AUFGABEN:
[A] Welchen Preis bekam Pia Frankenberg laut dem Auszug über ihre Filme?
[B] Schreib den Auszug über Pia Frankenbergs Filme im Anschluss an seinen letzten Satz weiter.

AUSGEWÄHLTER AUSZUG:
····················

Bild: Drei Frauen im Nachwendeberlin: „Nie wieder schlafen“ (1992) von Pia …
Auf drei DVDs passen die Spielfilme von Pia Frankenberg, drei lange, ein
paar kürzere, wobei man [1][Frankenberg den taz-Leser*innen ja eigentlich
nicht vorstellen muss: Seit 2013 erscheint ihre Tagebuch-Kolumne auf der
Wahrheit-Seite]. Ihre Karriere als Filmregisseurin allerdings war kurz und
liegt lange zurück, 1992 kam „Nie wieder schlafen“ in die Kinos, danach
wurde sie Schriftstellerin.
Im Debüt „Nicht nichts ohne dich“ von 1986, schwarz-weiß, spielt sie selb…
die Hauptrolle, eine Filmemacherin namens Martha. Mit der Ausländerbehörde
hat sie zu tun, mit einem Mann fängt sie was an, sprunghaft ist der Film,
frei, improvisiert, eine Komödie, wenn man so will, aber eine, die nicht
das Bündige sucht, auch nicht unbedingt auf Pointen hinauswill, mit dem
Riesenerfolg „Männer“ nur deshalb vergleichbar, weil die Vibes völlig
andere sind.
Frankenberg bekam den Max-Ophüls-Preis, der Film hatte gute Kritiken,
manche verwiesen auf die Nouvelle Vague, so dass es vielleicht nicht weiter
verwunderlich war, dass bei [2][„Brennende Betten“ (1988)] dann kein
Geringerer als Raoul Coutard, Godards Kameramann bei „Außer Atem“, „Jules
und Jim“ etc., die Kamera führte.

····················

DATENZEILEN:
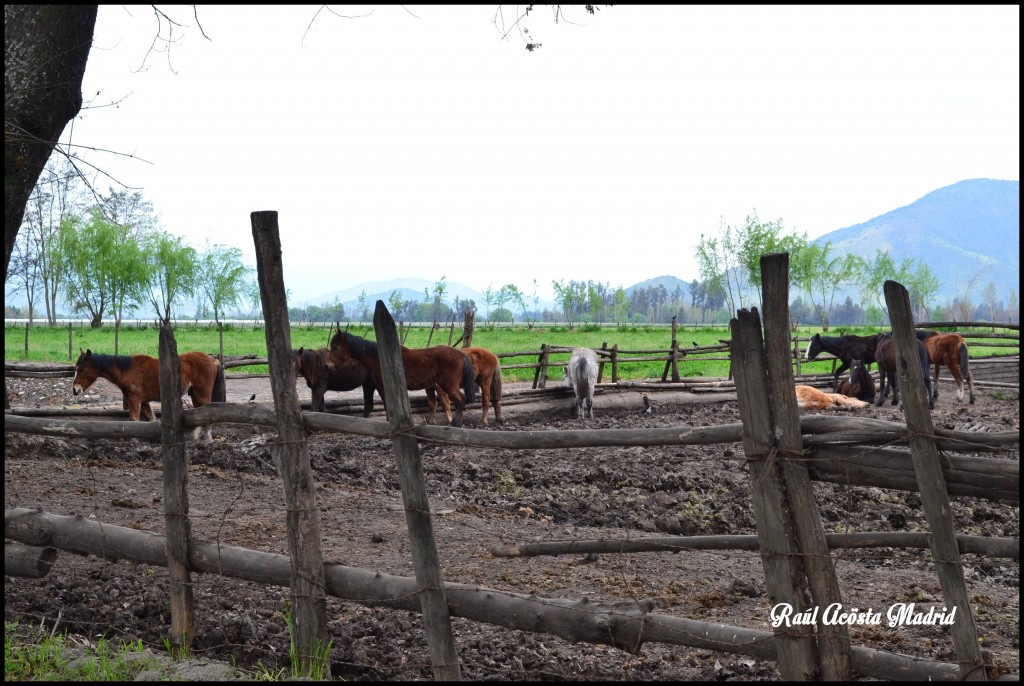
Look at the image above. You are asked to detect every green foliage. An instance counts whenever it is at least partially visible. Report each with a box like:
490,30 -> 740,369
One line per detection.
4,621 -> 158,681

····················

ERGEBNISSE:
[A] Den Max-Ophüls-Preis.

[B]
Der Film setzt ein in London, liest dort seinen männlichen Helden namens
Harry Winfield auf, der im Streit die Familie verlässt, mit Pauken und
Trompeten beziehungsweise seinem Schlagzeug nach Hamburg zieht, wo er sehr
gegen deren Willen mit einer jungen Frau namens Gina in eine gemeinsame
Wohnung gerät.
Gespielt wird Mr Winfield von Ian Dury, Punk-Pub-Rocker von mittlerem Ruhm,
vom Leben zerknittert, nach einer Polio-Erkrankung mit Behinderung, der zu
der Zeit aber eine gar nicht so schlechte Nebenkarriere als Schauspieler
hat, die ihn in den Neunzigern noch zu kleinen Rollen in Hollywood führte.
Harry ist kein einfacher Mann, pyromanisch veranlagt, heftige
Japan-Fixierung, in der Wohnung fliegen die Darts.
Gina wiederum, erneut von Frankenberg selbst gespielt, arbeitet in einer
TÜV-Werkstatt, hat ihren Freund verlassen, reihenweise spazieren nun die
Männer, die in der Kürze namenlos bleiben, durch ihr Bett. Harry wirft
Darts, Harry macht Krach, Harry zündet was an. Und ja, gegen Ende brennt
dann, vom Titel versprochen, wenn auch in der Einzahl, das Bett.
## Die Pointen stolpern
Wieder eine Komödie, bei der die Pointen nicht sitzen, aber das sollen sie
auch nicht, eher sollen sie stolpern, aus dem Nichts auftauchen, zwischen
den Szenen ihr Unwesen treiben; ganz bewusst ist Raum für Ungefügtes und
Unfug, in Coutards impressionistischen Bildern, in denen immer Luft für die
Wirklichkeit bleibt, vor allem aber auch im synkopischen Schnitt von
Bettina Böhler.
Fast schon zu virtuos eine kurze Sequenz gegen Ende, die zwei Paare im
Streit in ein Schuss-Gegenschuss-Konzert orchestriert, das zuletzt zu
Klärungen führt. Auf ein Happy End läuft das hinaus, weil es Komödie ist.
Zwischendurch Explosionen im See, in einem Kahn sitzt angelnd der
Avantgarde-Filmer Klaus Wyborny.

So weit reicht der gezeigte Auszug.